**GIVEN DATA:**
++++++++++++++++++++

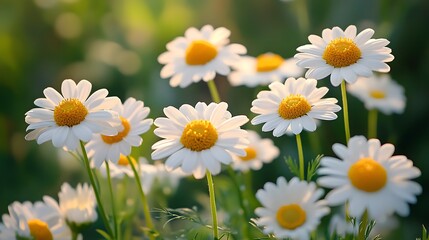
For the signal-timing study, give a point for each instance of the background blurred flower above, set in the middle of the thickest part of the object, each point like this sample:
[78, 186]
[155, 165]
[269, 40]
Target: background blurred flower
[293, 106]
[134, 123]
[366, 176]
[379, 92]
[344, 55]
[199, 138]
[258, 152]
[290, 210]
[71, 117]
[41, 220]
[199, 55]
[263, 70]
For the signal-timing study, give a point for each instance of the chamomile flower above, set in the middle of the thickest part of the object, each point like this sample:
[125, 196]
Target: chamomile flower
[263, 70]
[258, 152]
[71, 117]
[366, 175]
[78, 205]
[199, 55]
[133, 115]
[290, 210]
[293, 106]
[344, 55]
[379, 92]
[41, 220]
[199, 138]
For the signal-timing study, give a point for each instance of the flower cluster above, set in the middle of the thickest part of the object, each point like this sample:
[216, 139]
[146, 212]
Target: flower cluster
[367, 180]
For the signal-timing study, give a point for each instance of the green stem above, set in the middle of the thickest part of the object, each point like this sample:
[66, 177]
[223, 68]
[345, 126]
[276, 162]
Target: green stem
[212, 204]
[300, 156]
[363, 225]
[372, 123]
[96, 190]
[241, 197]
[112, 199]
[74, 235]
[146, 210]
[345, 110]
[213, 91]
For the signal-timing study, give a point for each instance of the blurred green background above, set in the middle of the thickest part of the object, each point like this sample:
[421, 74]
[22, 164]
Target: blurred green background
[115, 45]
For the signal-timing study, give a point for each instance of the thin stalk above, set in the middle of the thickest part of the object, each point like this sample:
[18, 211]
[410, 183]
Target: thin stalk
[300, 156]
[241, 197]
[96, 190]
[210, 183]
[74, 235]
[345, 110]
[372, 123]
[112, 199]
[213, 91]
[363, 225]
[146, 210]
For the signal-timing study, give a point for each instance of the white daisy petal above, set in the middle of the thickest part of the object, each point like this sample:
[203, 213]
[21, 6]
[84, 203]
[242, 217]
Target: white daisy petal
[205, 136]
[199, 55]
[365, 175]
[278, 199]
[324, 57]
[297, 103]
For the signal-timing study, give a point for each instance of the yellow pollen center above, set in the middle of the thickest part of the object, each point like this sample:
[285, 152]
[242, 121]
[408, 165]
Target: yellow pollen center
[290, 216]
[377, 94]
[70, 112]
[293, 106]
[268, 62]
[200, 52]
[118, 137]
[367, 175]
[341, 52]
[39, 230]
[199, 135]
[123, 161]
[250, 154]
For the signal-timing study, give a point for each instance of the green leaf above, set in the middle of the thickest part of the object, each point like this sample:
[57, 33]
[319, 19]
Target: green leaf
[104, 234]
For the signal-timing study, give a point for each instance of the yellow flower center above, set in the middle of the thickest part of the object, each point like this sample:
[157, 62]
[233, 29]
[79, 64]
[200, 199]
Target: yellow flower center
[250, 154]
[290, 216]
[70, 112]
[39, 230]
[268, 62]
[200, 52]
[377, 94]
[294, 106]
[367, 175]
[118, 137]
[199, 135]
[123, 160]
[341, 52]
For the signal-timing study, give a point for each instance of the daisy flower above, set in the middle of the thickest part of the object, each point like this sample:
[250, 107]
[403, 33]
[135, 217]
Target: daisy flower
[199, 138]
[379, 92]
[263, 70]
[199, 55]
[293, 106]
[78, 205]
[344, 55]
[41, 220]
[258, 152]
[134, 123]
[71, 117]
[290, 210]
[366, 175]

++++++++++++++++++++

**EXERCISE INSTRUCTIONS:**
Can you convert all of the data above into a Markdown table with the columns No. and Line, one numbered row per line, skipping blank lines and leaving out the pictures?

**IN RESPONSE:**
| No. | Line |
|---|---|
| 1 | For the signal-timing study, give a point for each instance of the background blurred flower above, set in the middle of the thickest part of the object, each point like this sample: |
| 2 | [78, 186] |
| 3 | [155, 165] |
| 4 | [269, 40] |
| 5 | Target: background blurred flower |
| 6 | [293, 106] |
| 7 | [134, 123] |
| 8 | [366, 176] |
| 9 | [379, 92] |
| 10 | [344, 55] |
| 11 | [199, 138] |
| 12 | [258, 152] |
| 13 | [290, 210] |
| 14 | [71, 117] |
| 15 | [41, 220] |
| 16 | [199, 55] |
| 17 | [263, 70] |
| 18 | For the signal-timing study, give a point for each instance of the chamomile flower above, set in the middle of the thickest part of the object, each point like this sample: |
| 19 | [125, 196] |
| 20 | Target: chamomile flower |
| 21 | [263, 70] |
| 22 | [258, 152] |
| 23 | [71, 117] |
| 24 | [366, 175] |
| 25 | [78, 205] |
| 26 | [199, 55] |
| 27 | [133, 115] |
| 28 | [290, 210] |
| 29 | [293, 106] |
| 30 | [344, 55] |
| 31 | [379, 92] |
| 32 | [41, 220] |
| 33 | [199, 138] |
| 34 | For the signal-timing study, give a point for each instance of the flower cluster above, set in the middle of the thickest part of the object, each point like this sample: |
| 35 | [216, 139] |
| 36 | [146, 212] |
| 37 | Target: flower cluster |
| 38 | [367, 180] |
| 39 | For the signal-timing study, give a point for each instance of the green stem above, set in the middle of the thickest part of the object, each point like this sample: |
| 40 | [66, 177] |
| 41 | [223, 68] |
| 42 | [345, 126] |
| 43 | [276, 162] |
| 44 | Target: green stem |
| 45 | [212, 204] |
| 46 | [300, 156] |
| 47 | [363, 225] |
| 48 | [372, 123] |
| 49 | [96, 190] |
| 50 | [241, 197] |
| 51 | [112, 199] |
| 52 | [74, 235] |
| 53 | [146, 210] |
| 54 | [345, 110] |
| 55 | [213, 91] |
| 56 | For the signal-timing study, give a point for each instance of the blurred green background above, set in the middle of the thickest part of the object, each point like this sample: |
| 57 | [421, 74] |
| 58 | [22, 164] |
| 59 | Target: blurred green background |
| 60 | [115, 45] |
| 61 | For the signal-timing study, give a point for each instance of the thin stalk above, set in the middle of the thickest part of the object, each point like this sample: |
| 62 | [18, 211] |
| 63 | [410, 183] |
| 64 | Target: thin stalk |
| 65 | [300, 156] |
| 66 | [241, 197] |
| 67 | [96, 190] |
| 68 | [210, 183] |
| 69 | [74, 235] |
| 70 | [345, 110] |
| 71 | [372, 123] |
| 72 | [112, 199] |
| 73 | [213, 91] |
| 74 | [363, 225] |
| 75 | [146, 210] |
| 76 | For the signal-timing study, give a point for each instance of the white daisy petal above, set in the middle of the thickest part of the object, each point like this sample: |
| 77 | [203, 213] |
| 78 | [21, 6] |
| 79 | [84, 203] |
| 80 | [242, 217] |
| 81 | Target: white daisy petal |
| 82 | [205, 136] |
| 83 | [199, 55] |
| 84 | [365, 175] |
| 85 | [278, 199] |
| 86 | [324, 57] |
| 87 | [297, 103] |
| 88 | For the signal-timing study, give a point for each instance of the yellow pollen center above, set in the middle of the thickest part of the object, each point like this sample: |
| 89 | [285, 152] |
| 90 | [242, 121] |
| 91 | [408, 165] |
| 92 | Target: yellow pollen center |
| 93 | [290, 216] |
| 94 | [377, 94] |
| 95 | [70, 112] |
| 96 | [293, 106] |
| 97 | [268, 62] |
| 98 | [200, 52] |
| 99 | [118, 137] |
| 100 | [367, 175] |
| 101 | [341, 52] |
| 102 | [39, 230] |
| 103 | [199, 135] |
| 104 | [123, 161] |
| 105 | [250, 154] |
| 106 | For the signal-timing study, give a point for each instance of the green leaf above, set in the middle of the thickest part of the object, each point like this sample: |
| 107 | [57, 33] |
| 108 | [319, 19] |
| 109 | Target: green leaf |
| 110 | [104, 234] |
| 111 | For the signal-timing study, give a point for each instance of the yellow flower center above, set in the middle of the thickest part of the object, each point like this sample: |
| 112 | [157, 62] |
| 113 | [233, 29] |
| 114 | [79, 64] |
| 115 | [200, 199] |
| 116 | Target: yellow flower center |
| 117 | [250, 154] |
| 118 | [290, 216] |
| 119 | [70, 112] |
| 120 | [39, 230] |
| 121 | [268, 62] |
| 122 | [200, 52] |
| 123 | [377, 94] |
| 124 | [294, 106] |
| 125 | [367, 175] |
| 126 | [118, 137] |
| 127 | [199, 135] |
| 128 | [123, 160] |
| 129 | [341, 52] |
| 130 | For the signal-timing study, give a point for each instance of the daisy flower above, set in the middle of the thickest part of the object, each point like this sample: |
| 131 | [250, 107] |
| 132 | [403, 33] |
| 133 | [135, 217] |
| 134 | Target: daisy flower |
| 135 | [199, 138] |
| 136 | [379, 92] |
| 137 | [263, 70] |
| 138 | [199, 55] |
| 139 | [293, 106] |
| 140 | [78, 205] |
| 141 | [344, 55] |
| 142 | [41, 220] |
| 143 | [258, 152] |
| 144 | [134, 123] |
| 145 | [71, 117] |
| 146 | [290, 210] |
| 147 | [366, 175] |